→ **RAW DATA**
[Start]
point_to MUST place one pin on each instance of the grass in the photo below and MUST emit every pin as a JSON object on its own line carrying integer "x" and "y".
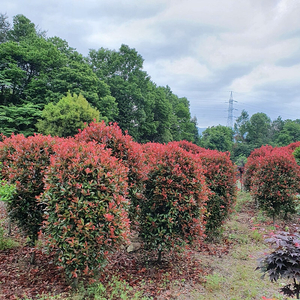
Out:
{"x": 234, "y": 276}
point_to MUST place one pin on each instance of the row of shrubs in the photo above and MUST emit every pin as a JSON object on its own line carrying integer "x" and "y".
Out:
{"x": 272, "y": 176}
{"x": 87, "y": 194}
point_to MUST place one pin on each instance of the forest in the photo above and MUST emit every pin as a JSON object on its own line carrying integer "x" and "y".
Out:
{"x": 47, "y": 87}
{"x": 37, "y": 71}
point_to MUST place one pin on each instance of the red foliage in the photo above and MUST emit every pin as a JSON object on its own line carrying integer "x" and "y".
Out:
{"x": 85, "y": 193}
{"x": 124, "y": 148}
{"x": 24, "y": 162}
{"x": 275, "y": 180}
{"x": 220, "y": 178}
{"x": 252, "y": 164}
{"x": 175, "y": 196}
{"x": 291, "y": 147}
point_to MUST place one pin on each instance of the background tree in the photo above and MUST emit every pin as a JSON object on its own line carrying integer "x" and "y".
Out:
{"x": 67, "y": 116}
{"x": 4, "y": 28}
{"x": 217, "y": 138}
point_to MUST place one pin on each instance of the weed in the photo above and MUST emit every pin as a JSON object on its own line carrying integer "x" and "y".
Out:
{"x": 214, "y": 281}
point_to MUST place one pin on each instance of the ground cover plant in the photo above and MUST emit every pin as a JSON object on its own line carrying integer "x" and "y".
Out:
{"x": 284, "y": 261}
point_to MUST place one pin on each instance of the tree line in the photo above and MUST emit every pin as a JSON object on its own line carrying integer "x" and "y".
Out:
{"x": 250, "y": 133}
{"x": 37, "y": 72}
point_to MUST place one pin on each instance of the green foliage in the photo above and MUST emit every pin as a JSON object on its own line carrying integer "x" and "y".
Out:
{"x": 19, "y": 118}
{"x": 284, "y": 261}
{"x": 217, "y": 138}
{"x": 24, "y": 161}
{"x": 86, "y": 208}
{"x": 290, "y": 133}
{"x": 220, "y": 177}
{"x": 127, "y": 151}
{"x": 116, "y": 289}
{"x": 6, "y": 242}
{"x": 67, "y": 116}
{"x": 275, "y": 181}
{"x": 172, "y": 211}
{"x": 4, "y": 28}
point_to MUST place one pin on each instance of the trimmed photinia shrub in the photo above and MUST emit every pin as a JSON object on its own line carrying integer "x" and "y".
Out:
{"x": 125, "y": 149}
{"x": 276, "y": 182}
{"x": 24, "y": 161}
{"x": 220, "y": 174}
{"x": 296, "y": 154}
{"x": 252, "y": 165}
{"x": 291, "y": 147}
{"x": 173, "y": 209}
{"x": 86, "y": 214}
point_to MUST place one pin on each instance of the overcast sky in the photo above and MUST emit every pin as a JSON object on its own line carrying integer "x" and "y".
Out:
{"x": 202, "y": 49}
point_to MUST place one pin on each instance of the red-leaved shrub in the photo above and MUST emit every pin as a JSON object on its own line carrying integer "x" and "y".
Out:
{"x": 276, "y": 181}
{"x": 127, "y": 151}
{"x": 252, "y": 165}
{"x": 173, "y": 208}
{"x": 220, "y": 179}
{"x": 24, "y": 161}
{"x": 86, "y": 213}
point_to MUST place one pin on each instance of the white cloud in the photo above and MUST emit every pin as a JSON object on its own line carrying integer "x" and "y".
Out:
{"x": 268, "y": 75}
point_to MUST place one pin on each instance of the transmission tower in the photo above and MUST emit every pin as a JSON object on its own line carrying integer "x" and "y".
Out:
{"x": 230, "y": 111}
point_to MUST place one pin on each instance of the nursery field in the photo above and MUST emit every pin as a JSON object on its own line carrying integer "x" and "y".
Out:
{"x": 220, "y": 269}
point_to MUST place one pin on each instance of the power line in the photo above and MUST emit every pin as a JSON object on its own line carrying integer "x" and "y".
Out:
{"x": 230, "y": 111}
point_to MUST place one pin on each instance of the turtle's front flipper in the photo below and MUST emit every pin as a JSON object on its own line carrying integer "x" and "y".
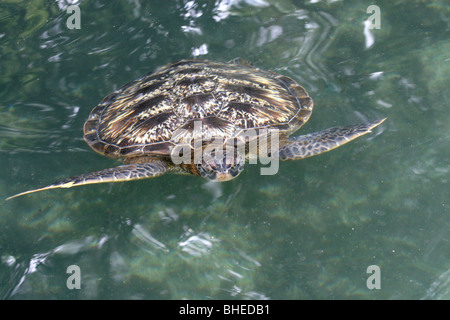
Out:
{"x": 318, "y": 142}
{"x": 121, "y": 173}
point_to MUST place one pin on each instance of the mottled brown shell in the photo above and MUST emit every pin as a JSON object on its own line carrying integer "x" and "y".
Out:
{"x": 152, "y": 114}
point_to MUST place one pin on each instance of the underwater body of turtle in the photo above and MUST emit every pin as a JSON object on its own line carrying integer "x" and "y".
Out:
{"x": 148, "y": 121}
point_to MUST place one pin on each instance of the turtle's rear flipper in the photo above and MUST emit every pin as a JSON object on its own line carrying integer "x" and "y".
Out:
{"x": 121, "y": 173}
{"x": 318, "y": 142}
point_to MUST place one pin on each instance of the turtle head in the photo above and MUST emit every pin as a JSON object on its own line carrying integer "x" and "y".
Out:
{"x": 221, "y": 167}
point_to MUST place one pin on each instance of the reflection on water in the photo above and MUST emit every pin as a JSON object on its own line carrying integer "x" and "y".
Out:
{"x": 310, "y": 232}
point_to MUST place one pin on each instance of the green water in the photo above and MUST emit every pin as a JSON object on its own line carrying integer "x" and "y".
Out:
[End]
→ **WHAT TO WORK ON**
Except for the pictures, give all the material above again verbatim.

→ **EXPECTED ANSWER**
point_to MUST place one pin on each instance of the grass in the photo below and MUST emit every pin as a JSON object on its own line carrying integer "x" and "y".
Out:
{"x": 234, "y": 276}
point_to MUST place one pin on each instance of the row of shrubs in the photo above and MUST emit every pin as a JSON object on its own line carrying integer "x" and "y".
Out:
{"x": 272, "y": 176}
{"x": 87, "y": 194}
point_to MUST place one pin on each instance of the forest in the photo above and MUST emit every pin as a JSON object on its own line carrying integer "x" and "y".
Out:
{"x": 47, "y": 87}
{"x": 37, "y": 71}
point_to MUST place one pin on each instance of the red foliage in the photo above and MUST emit every pin as a JSON object on its own line carrying integer "x" and "y".
Out:
{"x": 85, "y": 193}
{"x": 124, "y": 148}
{"x": 24, "y": 162}
{"x": 275, "y": 180}
{"x": 220, "y": 178}
{"x": 252, "y": 164}
{"x": 175, "y": 196}
{"x": 291, "y": 147}
point_to MUST place one pin on each instance of the background tree in the photo above and MUST emit every pin as a JSON object on its own line carrying integer "x" and "y".
Out:
{"x": 67, "y": 116}
{"x": 4, "y": 28}
{"x": 217, "y": 138}
point_to MUST place one pin on each instance of the weed in the photo above and MUST emit every pin as a JSON object on its own line carrying integer "x" and "y".
Out:
{"x": 214, "y": 281}
point_to MUST place one pin on each instance of the ground cover plant in the photo above and MUST emit every pin as a JSON object on its own line carrying integer "x" and "y".
Out:
{"x": 284, "y": 261}
point_to MUST place one pin on each instance of the tree line in the photo above and MUST emit every pin as a JSON object on its own line carrying integer "x" and "y".
Out:
{"x": 250, "y": 133}
{"x": 37, "y": 72}
point_to MUST place one pin on each instance of the green foliage in the photo above and MUST emit every pin as a JSON object on its own line carrying integer "x" and "y".
Out:
{"x": 19, "y": 118}
{"x": 284, "y": 261}
{"x": 217, "y": 138}
{"x": 24, "y": 161}
{"x": 86, "y": 208}
{"x": 290, "y": 133}
{"x": 220, "y": 177}
{"x": 127, "y": 151}
{"x": 116, "y": 289}
{"x": 6, "y": 242}
{"x": 67, "y": 116}
{"x": 275, "y": 181}
{"x": 172, "y": 211}
{"x": 4, "y": 28}
point_to MUST place one pin on each instance of the trimmed photinia shrub in the photo above and MUST emit every pin as a JSON object on its own line carrying integer "x" and "y".
Out:
{"x": 125, "y": 149}
{"x": 276, "y": 182}
{"x": 24, "y": 161}
{"x": 220, "y": 174}
{"x": 296, "y": 154}
{"x": 252, "y": 165}
{"x": 291, "y": 147}
{"x": 173, "y": 209}
{"x": 86, "y": 214}
point_to MUST place one pin on each instance of the overcast sky in the photo above and MUST emit every pin as a JSON object on its own line carrying integer "x" and "y".
Out:
{"x": 202, "y": 49}
point_to MUST place one pin on each instance of the red-leaved shrub in the photo above and MUST emit every pin as a JSON object on its own line carrying integer "x" and "y".
Out:
{"x": 276, "y": 181}
{"x": 127, "y": 151}
{"x": 252, "y": 165}
{"x": 173, "y": 208}
{"x": 220, "y": 179}
{"x": 24, "y": 161}
{"x": 86, "y": 213}
point_to MUST place one pin on each instance of the white cloud in the photo above and MUST emit every pin as a JSON object on its own line carrying integer "x" and "y".
Out:
{"x": 268, "y": 75}
point_to MUST place one pin on each instance of the transmission tower in the photo above and MUST emit every pin as a JSON object on its own line carrying integer "x" and "y".
Out:
{"x": 230, "y": 111}
point_to MUST place one pin on each instance of the nursery field in the photo above and MUST emit every pin as a JSON object on its own line carrying integer "x" and "y".
Out:
{"x": 220, "y": 269}
point_to MUST place one pin on each instance of the power line in the photo above and MUST emit every pin as a JSON object on its own line carrying integer "x" and "y".
Out:
{"x": 230, "y": 111}
point_to MUST place one pin on each instance of the turtle's front flipper in the photo below and MUST emit every pin as a JSON object on its own line carrying integer "x" and "y".
Out:
{"x": 318, "y": 142}
{"x": 121, "y": 173}
point_to MUST place one pin on each instance of the mottled brown shell in the photo above and MUST emit every pin as a JSON object on its own line carrying integer "x" and "y".
Out:
{"x": 152, "y": 114}
point_to MUST place one pin on each instance of the underwater body of turtle in the photo above and MUST emit every pin as a JSON object on its own line carrying integer "x" and "y".
Out:
{"x": 148, "y": 121}
point_to MUST place one pin on each instance of the turtle's rear flipper in the photo above and MUST emit every pin as a JSON object on its own line carrying integer "x" and "y".
Out:
{"x": 121, "y": 173}
{"x": 318, "y": 142}
point_to MUST place one pin on each instance of the turtle head in the photo above and MUST emit every pin as a JSON object on its own line carrying integer "x" and "y".
Out:
{"x": 221, "y": 167}
point_to MUST place one pin on each instance of the reflection on water in the photo above and MUST emit every pin as a JSON object on its own line carrying integer "x" and "y".
Out:
{"x": 310, "y": 232}
point_to MUST place one pin on each instance of the green water in the photo above and MUST emit every pin as a JSON object on its own line carrying integer "x" and "y".
Out:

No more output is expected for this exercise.